**TEXT EXCERPT**
%%

2.  I will advocate for legislation to require corporations or unions that spend their general funds to support or oppose Philadelphia candidates to disclose their identity and amount of spending to the Philadelphia Board of Ethics, and to require the Board to make this information publicly available online.  


3.  I will advocate for strengthening the city’s campaign finance ordinance to require 527 committees – groups that are only permitted to advocate either on behalf of or in opposition to political issues, and not for the election or defeat of a particular candidate – to register as political committees.  


Although improvements in the city’s finance ordinance were made to reflect lessons learned in the 2007 municipal elections, other proposed reforms – such as tying the receipt of campaign dollars to an election cycle rather than to a calendar year – remain unaddressed.  


4.  I will urge City Council to hold a hearing after the 2011 elections to consider additional reforms of the campaign finance ordinance with an eye towards making the city’s ordinance a national model for diminishing pay-to-play and political favoritism in contracting.


Although the city maintains an online database of political contributions, it is difficult to search and to understand.  


5.  I will improve the city’s electronic campaign finance report database so that it can be easily searched and understood by the public and its data can be exportable into a spreadsheet or other analytic software formats.

%%

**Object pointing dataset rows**
%%

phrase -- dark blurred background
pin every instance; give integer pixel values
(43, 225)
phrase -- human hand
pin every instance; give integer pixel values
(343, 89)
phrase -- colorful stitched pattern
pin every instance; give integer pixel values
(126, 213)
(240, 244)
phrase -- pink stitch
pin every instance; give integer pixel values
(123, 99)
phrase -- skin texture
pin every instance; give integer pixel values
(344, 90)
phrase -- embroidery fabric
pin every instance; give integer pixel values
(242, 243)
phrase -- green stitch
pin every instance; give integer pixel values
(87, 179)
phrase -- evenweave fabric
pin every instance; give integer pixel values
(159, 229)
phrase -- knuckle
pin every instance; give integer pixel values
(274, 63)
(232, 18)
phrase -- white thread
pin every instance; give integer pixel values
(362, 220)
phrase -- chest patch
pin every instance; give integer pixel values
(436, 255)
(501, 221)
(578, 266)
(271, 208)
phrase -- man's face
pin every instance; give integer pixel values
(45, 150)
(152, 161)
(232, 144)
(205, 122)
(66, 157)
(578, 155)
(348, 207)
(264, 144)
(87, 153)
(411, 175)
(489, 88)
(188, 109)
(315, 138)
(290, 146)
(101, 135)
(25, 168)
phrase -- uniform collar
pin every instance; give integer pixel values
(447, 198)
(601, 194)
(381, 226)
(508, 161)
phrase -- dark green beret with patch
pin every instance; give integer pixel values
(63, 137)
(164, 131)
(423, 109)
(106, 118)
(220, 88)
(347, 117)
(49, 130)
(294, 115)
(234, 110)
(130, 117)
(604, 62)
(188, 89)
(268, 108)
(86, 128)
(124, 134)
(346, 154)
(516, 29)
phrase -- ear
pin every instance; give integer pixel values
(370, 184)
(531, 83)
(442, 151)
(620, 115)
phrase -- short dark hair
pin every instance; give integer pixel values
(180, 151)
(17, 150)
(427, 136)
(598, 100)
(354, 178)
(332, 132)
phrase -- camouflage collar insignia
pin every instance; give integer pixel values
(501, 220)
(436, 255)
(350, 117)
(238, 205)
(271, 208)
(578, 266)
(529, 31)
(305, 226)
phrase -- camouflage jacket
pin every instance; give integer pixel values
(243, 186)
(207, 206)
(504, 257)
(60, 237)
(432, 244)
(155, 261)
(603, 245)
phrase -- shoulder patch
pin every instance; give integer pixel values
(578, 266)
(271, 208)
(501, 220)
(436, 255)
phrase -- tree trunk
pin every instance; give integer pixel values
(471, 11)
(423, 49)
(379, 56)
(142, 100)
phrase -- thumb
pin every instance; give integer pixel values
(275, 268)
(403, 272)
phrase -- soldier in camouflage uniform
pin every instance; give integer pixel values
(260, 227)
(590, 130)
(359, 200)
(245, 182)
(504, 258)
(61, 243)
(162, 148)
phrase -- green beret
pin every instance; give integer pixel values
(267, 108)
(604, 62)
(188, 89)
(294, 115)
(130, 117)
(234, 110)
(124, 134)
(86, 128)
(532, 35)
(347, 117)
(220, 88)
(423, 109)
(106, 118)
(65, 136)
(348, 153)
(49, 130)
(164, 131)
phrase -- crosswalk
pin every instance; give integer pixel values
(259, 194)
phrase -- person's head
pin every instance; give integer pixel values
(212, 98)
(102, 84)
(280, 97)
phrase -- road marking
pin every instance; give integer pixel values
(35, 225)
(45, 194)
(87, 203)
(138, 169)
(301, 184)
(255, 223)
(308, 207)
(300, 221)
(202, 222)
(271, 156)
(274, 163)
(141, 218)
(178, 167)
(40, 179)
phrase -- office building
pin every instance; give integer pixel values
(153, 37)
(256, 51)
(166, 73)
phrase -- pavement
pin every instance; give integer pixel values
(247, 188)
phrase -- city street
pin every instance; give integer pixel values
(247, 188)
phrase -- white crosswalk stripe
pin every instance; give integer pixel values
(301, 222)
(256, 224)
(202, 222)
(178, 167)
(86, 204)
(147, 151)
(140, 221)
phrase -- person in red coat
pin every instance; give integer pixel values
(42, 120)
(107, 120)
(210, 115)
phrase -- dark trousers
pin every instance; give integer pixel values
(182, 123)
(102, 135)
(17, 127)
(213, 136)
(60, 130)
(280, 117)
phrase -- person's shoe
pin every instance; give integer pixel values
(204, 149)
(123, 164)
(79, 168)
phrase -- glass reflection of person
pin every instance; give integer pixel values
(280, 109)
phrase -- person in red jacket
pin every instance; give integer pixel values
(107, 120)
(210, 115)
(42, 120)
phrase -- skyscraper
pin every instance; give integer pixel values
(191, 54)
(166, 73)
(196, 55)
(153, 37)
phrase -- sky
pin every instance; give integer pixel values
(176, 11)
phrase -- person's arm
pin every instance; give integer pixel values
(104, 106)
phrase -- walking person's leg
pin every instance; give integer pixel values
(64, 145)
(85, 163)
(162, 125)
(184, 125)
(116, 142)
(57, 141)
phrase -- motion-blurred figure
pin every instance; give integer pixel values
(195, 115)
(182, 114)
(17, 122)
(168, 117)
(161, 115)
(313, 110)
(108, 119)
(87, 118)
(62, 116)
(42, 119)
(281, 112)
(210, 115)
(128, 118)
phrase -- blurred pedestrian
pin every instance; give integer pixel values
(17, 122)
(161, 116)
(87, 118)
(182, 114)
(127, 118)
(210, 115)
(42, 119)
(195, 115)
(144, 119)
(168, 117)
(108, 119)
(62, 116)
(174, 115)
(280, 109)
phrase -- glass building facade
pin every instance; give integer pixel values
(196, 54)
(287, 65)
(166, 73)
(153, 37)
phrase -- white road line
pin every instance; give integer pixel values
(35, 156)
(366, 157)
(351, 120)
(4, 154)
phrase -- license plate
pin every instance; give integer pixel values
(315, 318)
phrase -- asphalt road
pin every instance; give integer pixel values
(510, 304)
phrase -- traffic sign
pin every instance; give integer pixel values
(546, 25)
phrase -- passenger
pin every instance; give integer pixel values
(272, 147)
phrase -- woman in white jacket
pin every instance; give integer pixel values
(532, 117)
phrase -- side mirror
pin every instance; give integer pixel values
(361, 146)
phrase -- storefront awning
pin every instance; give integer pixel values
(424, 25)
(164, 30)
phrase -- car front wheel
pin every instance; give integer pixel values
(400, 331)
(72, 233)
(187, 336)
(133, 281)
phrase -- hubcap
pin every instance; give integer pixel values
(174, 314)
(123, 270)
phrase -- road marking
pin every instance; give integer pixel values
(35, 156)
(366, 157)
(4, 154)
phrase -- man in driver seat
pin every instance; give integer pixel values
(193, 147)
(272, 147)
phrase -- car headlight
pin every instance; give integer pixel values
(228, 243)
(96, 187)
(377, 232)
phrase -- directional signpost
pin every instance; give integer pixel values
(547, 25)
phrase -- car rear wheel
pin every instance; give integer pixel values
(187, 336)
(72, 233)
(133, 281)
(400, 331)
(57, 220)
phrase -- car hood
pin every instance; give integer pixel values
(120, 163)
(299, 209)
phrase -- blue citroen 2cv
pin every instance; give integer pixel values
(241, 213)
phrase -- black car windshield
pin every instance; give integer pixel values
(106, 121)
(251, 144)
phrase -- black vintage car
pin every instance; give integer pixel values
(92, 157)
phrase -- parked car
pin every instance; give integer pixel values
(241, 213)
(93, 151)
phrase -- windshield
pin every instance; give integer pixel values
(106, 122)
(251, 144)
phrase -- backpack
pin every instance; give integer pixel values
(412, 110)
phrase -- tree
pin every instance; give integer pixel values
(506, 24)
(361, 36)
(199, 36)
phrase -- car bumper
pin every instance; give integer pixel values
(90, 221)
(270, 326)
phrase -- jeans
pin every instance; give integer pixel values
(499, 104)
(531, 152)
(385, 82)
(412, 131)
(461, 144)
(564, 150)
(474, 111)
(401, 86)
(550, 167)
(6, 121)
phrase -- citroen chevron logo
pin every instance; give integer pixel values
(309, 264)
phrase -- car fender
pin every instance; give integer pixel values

%%

**SET TASKS**
• A. In the campaign finance pledges, rewrite the paragraph beginning "2. I will advocate for legislation" more briefly, keeping its main facts.
• B. Copy the campaign finance pledges word for word, starting at "Although improvements in" and ending at "analytic software formats.".

**RESULTS**
• A. I will push for a law requiring corporations or unions that use their general funds to back or oppose Philadelphia candidates to report their identity and how much they spent to the Philadelphia Board of Ethics. The law would also require the Board to post this information online.

• B.
Although improvements in the city’s finance ordinance were made to reflect lessons learned in the 2007 municipal elections, other proposed reforms – such as tying the receipt of campaign dollars to an election cycle rather than to a calendar year – remain unaddressed.  


4.  I will urge City Council to hold a hearing after the 2011 elections to consider additional reforms of the campaign finance ordinance with an eye towards making the city’s ordinance a national model for diminishing pay-to-play and political favoritism in contracting.


Although the city maintains an online database of political contributions, it is difficult to search and to understand.  


5.  I will improve the city’s electronic campaign finance report database so that it can be easily searched and understood by the public and its data can be exportable into a spreadsheet or other analytic software formats.